(Beginning of Selected excerpt)
26 of 27 people found the following review helpful
5.0 out of 5 stars Truth. 30 Nov 1999
By "kcshankd" - Published on Amazon.com
Life. Death. Love. War. The life-long struggle away from what you are towards what you might be, if only..., or the struggle back to what you were. Read this. Read the rest of the reviews below. Then shell out twelve bucks and buy this book. When it arrives at your door, dedicate a few hours in an out-of-the-way place. Keep those that you love handy. Keep your spirits up, life is one kick in the groin after another and this tome is no different. It's a long, hard race kids. No one wins or loses, we simply end up carrying our stinking dying dogs the last few miles home.
I sent this book to my mom when she asked me why I thought the way I did. A few months later I got the best letter of my life.
8 of 8 people found the following review helpful
5.0 out of 5 stars How Fortunate to be Foolish 4 Aug 2007
By C. J. Tebo - Published on Amazon.com
Not every book will fully resonate the first time you read it. Some books require experience on the part of the reader, experience with life and its endless variety of pain, suffering, joy, beauty, etc. Edward Abbey's, "The Fool's Progress" is such a book. If you've never treated a person badly, lost an opportunity or felt the disquiet of not knowing where you "fit" in the world, the book might not resonate as much with you as it did with me.

Still, don't pass up the opportunity to experience a well-crafted story and the kind of tale where the imagery stays with you long after the final page. I rode along with Abbey's alter-ego Henry Lightcap, sitting on the front seat next to his steadfast, last companion and ate up the miles from Tucson to that place of green hills, back East. Along the way, I too recalled my first love, the life I might have had and the chances I took that didn't quite turn out the way I'd planned. Sometimes it was a painful journey, sometimes wistful, but in the end after all was said and done, like Henry, I too felt refreshed, newly awakened and excited to learn what the future holds.

This book offers glimpses into the life of a person who even at the very end doesn't feel the need to say "I wish I'd done it differently." We know he'd have done some things differently. That's not the point. The point Abbey makes through Henry is that it's critical to recognize the value of the things we do when we do them. Reach out to the person you care about, take the chance or opportunity when it's presented, look for the beauty in the things that make you feel at peace with yourself. Abbey knows, it's not always an easy road but the journey is what makes the destination.

In sum, Abbey has crafted the kind of high quality story that in the end reminds the reader that we can only be ourselves, warts and all. Let's be honest, the warts are often the most interesting parts.
7 of 7 people found the following review helpful
5.0 out of 5 stars Maybe the best novel ever written 5 Jan 2005
By Brian G. Deblanc - Published on Amazon.com
I have loaned Fool's Progress out more times than I can remember, to all sorts of people, always with the stipulation that the person has to either read it or return it quickly. It's not a book to lose, but one to carry with you on long outdoor adventures: the more dog-eared, the better. Without fail, the response of people who borrowed & read it has followed a progression of illumination not unlike the one presented by Abbey himself: 1) geez, this guy is a pig!; 2) Well, he's a pig, but I sort of understand how he got to where he is; 3) I get it, and I understand the protagonist. This is a fantastic novel.

Every time. I never ever want to be without a copy of Fool's Progress.
(End of Selected excerpt)
**Activity list**
1/ Copy everything in the reviews of The Fool's Progress from "Still, don't pass" down to "the future holds.".
2/ Give the name of each reviewer who wrote one of the reviews of The Fool's Progress.
(Beginning of Raw data)
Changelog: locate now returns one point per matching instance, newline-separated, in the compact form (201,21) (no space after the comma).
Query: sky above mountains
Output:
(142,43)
(End of Raw data)
**Per-task outputs**
1/
Still, don't pass up the opportunity to experience a well-crafted story and the kind of tale where the imagery stays with you long after the final page. I rode along with Abbey's alter-ego Henry Lightcap, sitting on the front seat next to his steadfast, last companion and ate up the miles from Tucson to that place of green hills, back East. Along the way, I too recalled my first love, the life I might have had and the chances I took that didn't quite turn out the way I'd planned. Sometimes it was a painful journey, sometimes wistful, but in the end after all was said and done, like Henry, I too felt refreshed, newly awakened and excited to learn what the future holds.

2/
kcshankd
C. J. Tebo
Brian G. Deblanc